Excerpts of pointing data

+++++

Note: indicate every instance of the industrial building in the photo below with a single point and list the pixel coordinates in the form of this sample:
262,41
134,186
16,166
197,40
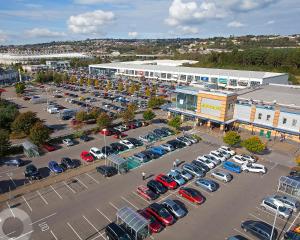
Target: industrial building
230,79
270,111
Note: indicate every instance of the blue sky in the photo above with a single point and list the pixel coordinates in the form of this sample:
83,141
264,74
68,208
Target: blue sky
33,21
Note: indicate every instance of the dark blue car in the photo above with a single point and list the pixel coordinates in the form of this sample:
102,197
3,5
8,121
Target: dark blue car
55,167
231,166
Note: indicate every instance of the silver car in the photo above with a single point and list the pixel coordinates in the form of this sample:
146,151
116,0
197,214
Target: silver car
177,178
273,205
186,175
192,169
175,209
222,176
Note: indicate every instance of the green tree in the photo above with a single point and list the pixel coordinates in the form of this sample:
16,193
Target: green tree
4,142
254,144
149,115
103,120
175,122
20,88
24,121
232,138
39,133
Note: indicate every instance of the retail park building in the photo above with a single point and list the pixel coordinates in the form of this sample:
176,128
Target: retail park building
261,102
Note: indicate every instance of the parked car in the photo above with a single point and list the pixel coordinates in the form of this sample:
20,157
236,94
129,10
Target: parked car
55,167
115,232
146,193
31,172
157,187
67,163
154,225
259,229
17,162
161,214
166,181
254,168
191,194
177,178
231,166
107,171
207,184
186,175
222,176
194,170
175,209
86,156
68,142
273,205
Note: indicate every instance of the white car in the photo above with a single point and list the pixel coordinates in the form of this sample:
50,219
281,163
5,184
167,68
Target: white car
239,159
228,149
127,143
249,158
96,152
206,162
254,167
217,155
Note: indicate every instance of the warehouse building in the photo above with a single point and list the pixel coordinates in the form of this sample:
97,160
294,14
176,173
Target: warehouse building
230,79
271,111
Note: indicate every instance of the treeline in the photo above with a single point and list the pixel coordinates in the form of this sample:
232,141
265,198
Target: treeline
276,60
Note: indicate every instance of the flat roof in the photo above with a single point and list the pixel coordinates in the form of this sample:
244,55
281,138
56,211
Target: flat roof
190,70
282,94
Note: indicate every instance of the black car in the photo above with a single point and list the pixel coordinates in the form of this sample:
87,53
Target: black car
118,147
200,165
156,187
259,229
135,142
67,163
107,171
116,232
31,172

+++++

» WORK REQUIRED
Every record above should be transcribed exactly; the pictures stay out of the copy.

» TASK RESPONSE
Note: indicate every instance of the industrial building in the photo below with a single point and list the pixel coordinates in the form of this sample:
262,41
134,186
16,166
197,40
Target: industrial building
230,79
270,111
Note: indicate every instance of the blue sky in the photo above with a single point and list the pixel coordinates in the form of this sample:
83,141
264,74
68,208
Target: blue sky
33,21
Note: indicate every instance of the dark blue car in the photo above with a single point and list the pixel coordinates in the form of this sample:
102,197
3,5
8,121
Target: dark blue car
55,167
231,166
Note: indicate every instance of the silver car in the photo above with a single point and list the pixel coordinates in the form of this sample:
146,151
116,0
197,214
Target: silver car
177,178
273,205
186,175
192,169
175,209
222,176
Note: indicate every instance of the green tree in the photo above with a single point and list the pixel coordinates in the form of this sample:
16,193
Target: green tree
4,142
254,144
149,115
103,120
175,122
20,88
24,121
232,138
39,133
Note: indicate every instance of the retail park building in the photo above with a single point and list the pixel coordinates in the form of this sample:
176,128
Target: retail park building
261,102
Note: indicate every instance of the parked car in the photo above with a single point and list the pixel coordinates in the form of this sample:
20,157
236,94
129,10
Target: parked car
55,167
115,232
146,193
31,172
157,187
67,163
154,225
259,229
17,162
161,214
166,181
254,168
191,194
177,178
231,166
107,171
207,184
186,175
222,176
194,170
175,209
86,156
68,142
273,205
Note: indicate every instance of the white car in the photo above with a single point and list the pixel coordinates in the form of this sample:
50,219
281,163
5,184
167,68
Target: white car
239,159
228,149
127,143
249,158
96,152
206,162
254,167
217,155
Note: indicate every instance of the warehouse building in the photo above with a single point and list the pixel coordinates in the form of this sample:
97,160
294,14
176,173
Target: warehouse building
230,79
271,111
Note: indicate every instance of the treeline in the photo above with a single point and list the pixel coordinates in the form of this sample:
232,141
265,198
Target: treeline
276,60
Note: indicate every instance of the flat roof in the photo above with a single point and list the pixel coordinates in the form of this sample:
244,55
281,138
56,211
Target: flat roof
190,70
282,94
Note: indicate every instance of the black car in the photo above with a single point and list the pixel coordinates in the form of this sample:
87,53
Target: black car
118,147
200,165
156,187
259,229
135,142
67,163
107,171
116,232
31,172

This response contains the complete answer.